▸ **Data**:
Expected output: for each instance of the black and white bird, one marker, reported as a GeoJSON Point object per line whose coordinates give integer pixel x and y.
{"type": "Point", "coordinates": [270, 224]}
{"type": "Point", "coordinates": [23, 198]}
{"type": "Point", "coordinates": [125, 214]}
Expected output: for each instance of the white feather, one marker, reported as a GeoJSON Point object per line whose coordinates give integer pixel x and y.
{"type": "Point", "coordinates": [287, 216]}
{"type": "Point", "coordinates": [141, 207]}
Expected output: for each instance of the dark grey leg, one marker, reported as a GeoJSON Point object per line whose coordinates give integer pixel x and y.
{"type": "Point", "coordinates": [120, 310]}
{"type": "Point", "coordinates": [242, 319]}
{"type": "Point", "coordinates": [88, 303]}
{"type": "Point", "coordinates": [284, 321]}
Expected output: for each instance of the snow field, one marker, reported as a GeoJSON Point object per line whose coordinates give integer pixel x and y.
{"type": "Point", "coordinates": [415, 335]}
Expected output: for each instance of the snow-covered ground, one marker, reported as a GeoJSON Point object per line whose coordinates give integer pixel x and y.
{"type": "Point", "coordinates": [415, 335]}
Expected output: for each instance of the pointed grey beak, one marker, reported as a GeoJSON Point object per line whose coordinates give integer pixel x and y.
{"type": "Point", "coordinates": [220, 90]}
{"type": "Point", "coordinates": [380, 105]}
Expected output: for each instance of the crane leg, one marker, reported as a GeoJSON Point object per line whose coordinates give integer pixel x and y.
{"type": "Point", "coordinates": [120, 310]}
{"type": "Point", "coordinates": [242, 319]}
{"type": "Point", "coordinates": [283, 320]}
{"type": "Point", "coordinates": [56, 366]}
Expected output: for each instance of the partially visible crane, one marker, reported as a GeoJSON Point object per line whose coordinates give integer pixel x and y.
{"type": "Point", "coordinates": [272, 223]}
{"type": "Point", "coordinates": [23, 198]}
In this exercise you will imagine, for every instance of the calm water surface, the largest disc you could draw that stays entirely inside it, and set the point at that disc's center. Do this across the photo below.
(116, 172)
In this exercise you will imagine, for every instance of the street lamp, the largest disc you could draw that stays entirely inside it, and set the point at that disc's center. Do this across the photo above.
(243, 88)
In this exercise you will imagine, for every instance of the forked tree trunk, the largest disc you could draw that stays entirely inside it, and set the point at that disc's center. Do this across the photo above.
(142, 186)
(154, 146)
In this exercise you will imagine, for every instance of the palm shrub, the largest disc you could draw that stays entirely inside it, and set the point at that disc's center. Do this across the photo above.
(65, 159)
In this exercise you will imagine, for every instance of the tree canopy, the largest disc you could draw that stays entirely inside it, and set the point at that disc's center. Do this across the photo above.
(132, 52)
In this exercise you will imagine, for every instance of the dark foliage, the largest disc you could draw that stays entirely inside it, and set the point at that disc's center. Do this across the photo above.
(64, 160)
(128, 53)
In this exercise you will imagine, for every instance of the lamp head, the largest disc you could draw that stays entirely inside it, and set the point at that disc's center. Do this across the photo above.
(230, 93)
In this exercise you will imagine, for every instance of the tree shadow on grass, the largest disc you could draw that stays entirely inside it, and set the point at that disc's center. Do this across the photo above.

▸ **To do**: Repeat the data verbatim, line after line, leaving nothing out.

▸ **Solution**:
Expected output: for each instance of the black and white bird, one marker, reported as a GeoJSON Point object per line whose coordinates give integer pixel x and y.
{"type": "Point", "coordinates": [270, 224]}
{"type": "Point", "coordinates": [23, 198]}
{"type": "Point", "coordinates": [125, 214]}
Expected output: for each instance of the white feather, one marker, reported as a GeoJSON Point object per line whose coordinates give integer pixel x and y.
{"type": "Point", "coordinates": [287, 216]}
{"type": "Point", "coordinates": [141, 207]}
Expected output: for each instance of the dark grey leg, one marker, reported as a GeoJSON Point object per line whose coordinates give integer pixel x and y.
{"type": "Point", "coordinates": [120, 310]}
{"type": "Point", "coordinates": [242, 319]}
{"type": "Point", "coordinates": [88, 303]}
{"type": "Point", "coordinates": [284, 321]}
Expected output: for each instance of the snow field, one marker, reported as a GeoJSON Point object per line whose coordinates give integer pixel x and y.
{"type": "Point", "coordinates": [415, 335]}
Expected output: for each instance of the snow-covered ground, one marker, reported as a GeoJSON Point object per line whose coordinates give integer pixel x and y.
{"type": "Point", "coordinates": [415, 335]}
Expected output: for each instance of the pointed grey beak, one marker, reported as a GeoJSON Point object per line whose coordinates give integer pixel x and y.
{"type": "Point", "coordinates": [220, 90]}
{"type": "Point", "coordinates": [380, 105]}
Expected output: for each instance of the crane leg, one marker, reported as a GeoJSON Point object per line whose coordinates give integer pixel x and y.
{"type": "Point", "coordinates": [120, 310]}
{"type": "Point", "coordinates": [242, 319]}
{"type": "Point", "coordinates": [283, 320]}
{"type": "Point", "coordinates": [56, 366]}
Expected output: for each instance of the partially visible crane, one marker, reported as a GeoJSON Point object per line whose coordinates give integer pixel x and y.
{"type": "Point", "coordinates": [272, 223]}
{"type": "Point", "coordinates": [23, 198]}
In this exercise you will imagine, for every instance of the calm water surface, the largest disc you could draw that stays entirely inside it, and set the point at that disc's center. Do this across the photo below.
(116, 172)
In this exercise you will imagine, for every instance of the street lamp, the largest disc you could draw that stays entirely inside it, and set the point at that disc's center. Do this across the photo above.
(243, 88)
In this exercise you will imagine, for every instance of the forked tree trunk, the largest disc you could draw that stays entirely inside it, and set the point at that disc's center. Do this across the photo above.
(142, 186)
(154, 146)
In this exercise you will imagine, for every instance of the palm shrub, the largest disc you could draw that stays entirely inside it, and set the point at that disc's center. Do this across the photo above.
(65, 159)
In this exercise you will imagine, for every instance of the tree canopy, the largest disc you could draw that stays entirely inside it, and set the point at that disc's center. Do this across the photo above.
(132, 52)
In this exercise you will imagine, for every instance of the dark foliage, the largest disc you could draw that stays entirely inside it, and set the point at that disc's center. Do this across the photo above.
(64, 160)
(128, 53)
In this exercise you will imagine, for every instance of the lamp head, the largest disc you could draw that stays entirely inside it, and set the point at that disc's center. Do this across the photo above.
(230, 93)
In this exercise you will imagine, for every instance of the tree shadow on grass, the largest disc you could draw that stays entirely inside it, and set the point at that disc's center. Do this across the photo above.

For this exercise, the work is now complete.